- ASSIGNED TASK
Return the records that follow, unchanged and complete.

======== EXTRACTED MATERIAL

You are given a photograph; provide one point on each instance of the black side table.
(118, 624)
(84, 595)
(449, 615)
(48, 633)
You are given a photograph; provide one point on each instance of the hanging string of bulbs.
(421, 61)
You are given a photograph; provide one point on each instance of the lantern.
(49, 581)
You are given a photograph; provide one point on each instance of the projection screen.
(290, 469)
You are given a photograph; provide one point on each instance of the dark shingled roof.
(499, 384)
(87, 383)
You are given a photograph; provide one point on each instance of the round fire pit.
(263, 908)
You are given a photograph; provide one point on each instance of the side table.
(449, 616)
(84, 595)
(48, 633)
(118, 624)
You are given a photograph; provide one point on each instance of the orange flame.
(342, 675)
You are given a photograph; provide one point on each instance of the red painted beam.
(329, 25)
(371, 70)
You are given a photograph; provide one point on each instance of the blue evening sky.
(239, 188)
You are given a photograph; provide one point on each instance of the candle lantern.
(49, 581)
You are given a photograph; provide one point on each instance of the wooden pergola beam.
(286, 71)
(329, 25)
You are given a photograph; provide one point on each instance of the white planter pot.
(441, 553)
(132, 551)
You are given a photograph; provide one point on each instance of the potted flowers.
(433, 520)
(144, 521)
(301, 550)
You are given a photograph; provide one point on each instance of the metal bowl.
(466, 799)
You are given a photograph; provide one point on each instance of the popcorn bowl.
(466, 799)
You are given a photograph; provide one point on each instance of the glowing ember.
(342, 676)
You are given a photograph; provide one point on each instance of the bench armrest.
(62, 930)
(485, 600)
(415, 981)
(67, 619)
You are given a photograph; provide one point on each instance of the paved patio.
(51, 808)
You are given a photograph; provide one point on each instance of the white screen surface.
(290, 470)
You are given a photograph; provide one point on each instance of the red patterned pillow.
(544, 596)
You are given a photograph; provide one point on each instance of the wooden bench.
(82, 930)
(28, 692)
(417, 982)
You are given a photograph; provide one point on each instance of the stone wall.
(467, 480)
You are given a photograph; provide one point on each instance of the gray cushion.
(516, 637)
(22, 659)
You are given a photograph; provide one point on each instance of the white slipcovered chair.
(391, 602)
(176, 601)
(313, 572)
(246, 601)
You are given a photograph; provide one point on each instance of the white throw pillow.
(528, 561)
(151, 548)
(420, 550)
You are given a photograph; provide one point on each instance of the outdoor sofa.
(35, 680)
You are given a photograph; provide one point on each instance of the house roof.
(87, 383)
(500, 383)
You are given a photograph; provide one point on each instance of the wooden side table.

================

- ANSWER SECTION
You are given a photograph; provide one point on each instance of the black side table.
(118, 624)
(84, 595)
(449, 615)
(48, 633)
You are given a photograph; provide one point on each instance of the hanging string of bulbs.
(421, 61)
You are given a photograph; provide one point on each instance of the lantern.
(49, 581)
You are given a photograph; provide one point on each instance of the projection screen.
(290, 469)
You are given a photograph; provide one point on each instance of the dark shingled roof.
(499, 384)
(87, 383)
You are given a photograph; provide one point on each instance of the round fire pit.
(263, 908)
You are given a photograph; provide one point on each instance of the side table.
(449, 616)
(84, 595)
(48, 633)
(118, 624)
You are given a photograph; provide one point on each instance of the orange flame.
(342, 675)
You are given a photograph; provide one point on each instance of the red painted beam.
(329, 25)
(371, 70)
You are given a photograph; provide one point on each instance of the blue evening sky.
(239, 188)
You are given a photograph; provide one point on each instance of the candle lantern.
(49, 581)
You are given a photograph; provide one point on each instance of the wooden pergola beam.
(286, 71)
(329, 25)
You are given a photograph; provide one point on each instance of the white planter pot.
(441, 553)
(132, 551)
You are given a photograph; provide one point on each instance of the potted flowers.
(433, 520)
(144, 521)
(301, 550)
You are given a photograph; provide one point on each instance of the metal bowl.
(466, 799)
You are given a photograph; provide one point on each instance of the popcorn bowl.
(466, 799)
You are given a photograph; provide one point on each instance of the glowing ember.
(342, 676)
You are given a photograph; provide one point on each instance of the bench armrest.
(62, 930)
(485, 600)
(415, 981)
(67, 619)
You are given a photograph; provide one point on each instance of the paved patio.
(51, 808)
You are given a photograph; provide one point on each instance of the white screen surface.
(290, 470)
You are given a photograph; provide one point on each instance of the red patterned pillow.
(544, 596)
You are given a photograph; provide one point on each instance of the wooden bench.
(82, 930)
(28, 692)
(417, 982)
You are given a photograph; provide one point on each instance of the stone wall.
(467, 480)
You are given a photograph; provide one point on each instance of the gray cushion.
(516, 637)
(22, 659)
You are given a photograph; provide one point on each instance of the white slipcovered chair.
(391, 602)
(176, 601)
(313, 572)
(246, 601)
You are given a photograph; provide one point on each instance of the white throw pillow.
(528, 561)
(151, 548)
(420, 550)
You are given a photograph; provide one point on each instance of the outdoor sofa.
(35, 680)
You are given a photograph; provide one point on each instance of the house roof.
(87, 383)
(500, 383)
You are given a photograph; provide one point on each instance of the wooden side table.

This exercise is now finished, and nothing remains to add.